EXERCISE GOAL: Rewrite the records from the line containing "Place a pin on every instance of the wall-mounted" through the end of the records, including the line that asks for pins, and add 12 to each x and y coordinate in the answers. Do not change the coordinates in the sample format.

INFORMATION SHOWN:
*-*-*

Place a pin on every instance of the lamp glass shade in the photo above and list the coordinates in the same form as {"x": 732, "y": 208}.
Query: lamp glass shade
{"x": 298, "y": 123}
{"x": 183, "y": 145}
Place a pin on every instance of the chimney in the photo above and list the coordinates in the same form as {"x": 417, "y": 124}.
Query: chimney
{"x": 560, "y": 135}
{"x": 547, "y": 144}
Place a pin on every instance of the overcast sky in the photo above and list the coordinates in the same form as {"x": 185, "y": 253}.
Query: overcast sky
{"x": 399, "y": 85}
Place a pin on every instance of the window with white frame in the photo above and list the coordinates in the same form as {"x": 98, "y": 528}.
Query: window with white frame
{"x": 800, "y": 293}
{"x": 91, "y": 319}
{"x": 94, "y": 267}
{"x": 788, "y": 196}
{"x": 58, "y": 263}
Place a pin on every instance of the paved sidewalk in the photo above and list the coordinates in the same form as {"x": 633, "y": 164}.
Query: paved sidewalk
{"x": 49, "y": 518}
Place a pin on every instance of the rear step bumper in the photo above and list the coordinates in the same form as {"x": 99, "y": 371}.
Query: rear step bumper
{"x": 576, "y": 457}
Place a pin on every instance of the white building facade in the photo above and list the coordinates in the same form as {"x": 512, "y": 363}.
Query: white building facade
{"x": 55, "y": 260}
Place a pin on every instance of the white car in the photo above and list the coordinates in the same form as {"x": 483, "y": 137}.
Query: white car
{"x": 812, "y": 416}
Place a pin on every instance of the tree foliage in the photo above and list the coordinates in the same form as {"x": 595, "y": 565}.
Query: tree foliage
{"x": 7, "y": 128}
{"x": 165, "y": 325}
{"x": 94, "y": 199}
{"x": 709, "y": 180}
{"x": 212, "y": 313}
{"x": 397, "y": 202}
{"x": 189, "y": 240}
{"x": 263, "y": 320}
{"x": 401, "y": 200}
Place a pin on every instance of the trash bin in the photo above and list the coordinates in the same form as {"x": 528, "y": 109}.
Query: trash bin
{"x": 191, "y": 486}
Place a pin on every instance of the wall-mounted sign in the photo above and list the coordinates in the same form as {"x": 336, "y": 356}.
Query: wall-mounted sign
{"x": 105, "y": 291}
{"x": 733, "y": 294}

*-*-*

OUTPUT:
Place a pin on every instance of the wall-mounted sign in the photo above and list the coordinates in the same form as {"x": 336, "y": 356}.
Query: wall-mounted sign
{"x": 117, "y": 303}
{"x": 745, "y": 306}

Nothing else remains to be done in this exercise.